_Tasks_
a – In the piece about the Mattie Adams Orphans Home, quote word for word the passage that begins with the words containing "Discipline: Self-knowledge, self-reverence, and" and ends with "gifts to me?".
b – Extend the piece about the Mattie Adams Orphans Home, picking up right after its final sentence.

_Text provided_
Pictured here is the house at 604 Jefferson Ave., in Cape Girardeau. The structure, just a short walk west of Cauble & Field, is now an apartment house, but back in the early 1900s it was a single-family home that was converted into the Mattie Adams Orphans Home and Industrial School of S.E. Mo.
Martha "Mattie" Caseboldt Adams was born in Cape Girardeau, the daughter of Andrew S. Caseboldt and Mattie M. Montgomery, in about 1853. Her father was the editor of the Cape Girardeau News. On May 16, 1869, Mattie married another newspaper man, Benjamin H. Adams, the editor of the Cape Girardeau Weekly Democrat. The couple had seven children.
On Feb. 17, 1905, the 10-room home of the Adams family was destroyed by fire, with only the parlor carpet and piano being saved from the hungry flames. An article printed at the time noted that the house was in Haarig, that German-populated section of Cape Girardeau generally centered around Good Hope and Sprigg streets. It's possible that the house pictured above on Jefferson Avenue was built on the same site, but that's yet to be verified.
Just how the idea of using the house for an orphanage came about isn't clear. Some articles say "two private parties on their own responsibility" established the orphanage. One of those "private parties" was Mattie Adams, while the other remains unknown. It doesn't seem likely that the unidentified benefactor was her husband. I've yet to find any mention of the home for wayward waifs on the pages of Ben Adams' Democrat. Oddly enough, however, an ad for the home did run on Jan. 23 and 24, 1908, in his competition, The Daily Republican.
That ad contains a photo of the house and the following copy:
Mattie Adams Orphans Home and Industrial School of S.E. Mo.
Maintained by prayer and EFFORT.
"Inasmuch as ye have done it unto the least of one of these, ye have done it unto me; come ye blessed of my Father," etc.
Non-sectarian in principles.
Discipline: Self-knowledge, self-reverence, and self-control.
Motto: With all thy wisdom, get understanding,
Whene'er I take my walks abroad,
How many poor I see!
What shall I render to my God,
For all His gifts to me?
I do not hesitate to ask for help in this undertaking. The very idea carries its own arguments; its name bears its import.

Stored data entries

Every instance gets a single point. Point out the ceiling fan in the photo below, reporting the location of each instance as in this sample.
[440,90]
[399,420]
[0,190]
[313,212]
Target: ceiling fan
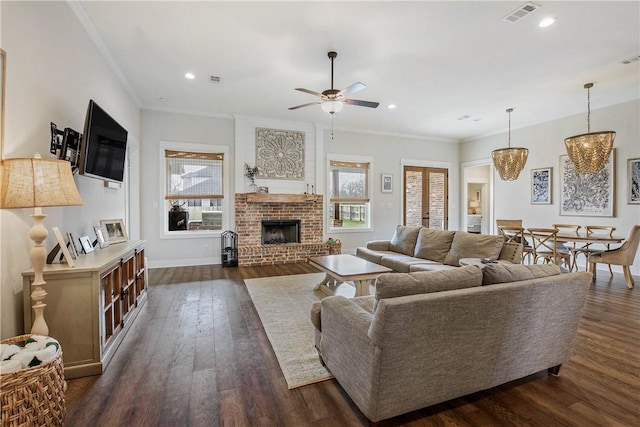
[332,100]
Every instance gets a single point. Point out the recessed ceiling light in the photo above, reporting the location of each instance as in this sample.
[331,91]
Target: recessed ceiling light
[546,22]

_Answers to the problems_
a –
Discipline: Self-knowledge, self-reverence, and self-control.
Motto: With all thy wisdom, get understanding,
Whene'er I take my walks abroad,
How many poor I see!
What shall I render to my God,
For all His gifts to me?

b –
It is the birthright of every child to have a home, with environments suitable for the development of its citizenship; and it should be considered a privilege, by every patriotic individual, to contribute to the support of such an enterprise.
For speedy relief I open the doors of my own home, with a heart throbbing with motherly love, and a soul burning with zeal, for the interest of suffering humanity.
In casting in my "widow's mite" I only form a nucleus for all other efforts, feeling assured, in the near future, of erecting an institution, modern in all its equipments; filled with an atmosphere of love and sunshine -- God's own nursery, from which shall go forth men and women qualified to meet the responsibilities of life in all its phases. The child is the nation. "We must educate, or we must perish by our own posterity."
Respectfully submitted, MATTIE ADAMS
Unfortunately, Mattie's dream of a modern institution to house and educate "suffering humanity" never really came to fruition. Mentions of the home are only sporadic in the newspaper during that first year. A note in November 1908 told of 14 older children, residents of the home, who were guests of Herman Bock at the Lyric Theater. At the time, the orphanage housed 21 children.
By April 1909 the newspaper began carrying stories of smallpox, measles, mumps and pneumonia being prevalent among the orphans, prompting the city's health board to place the home under quarantine. Mayor M.E. Leming, acting on behalf of the city, stepped in to aid the orphanage, ordering a dozen boxes of rolled oats, a dozen loaves of bread and a gallon of syrup, as well as a supply of milk, delivered. The outbreak of diseases continued until May 22 and left at least one child, aged 4, dead.
Apparently, Mattie's home operated under the auspices of the board of health into 1910. But the whole experiment came to an abrupt end in August of that year, when Mattie was suddenly taken ill herself with an unknown malady. As a result, the children of the orphanage "were scattered to the four winds." No records have been found of the inhabitants, why they were sent to Mattie or where they went after the home's closure.
In 1911 Mattie and Ben Adams took their leave of Cape Girardeau, settling in Conklin, Calif. Their home at 604 Jefferson was used briefly in 1914 as a shelter for homeless children. However, in 1919 it was sold to Al F. Meystedt, who hired Frank Smith to transform the big structure into a two-flat apartment house.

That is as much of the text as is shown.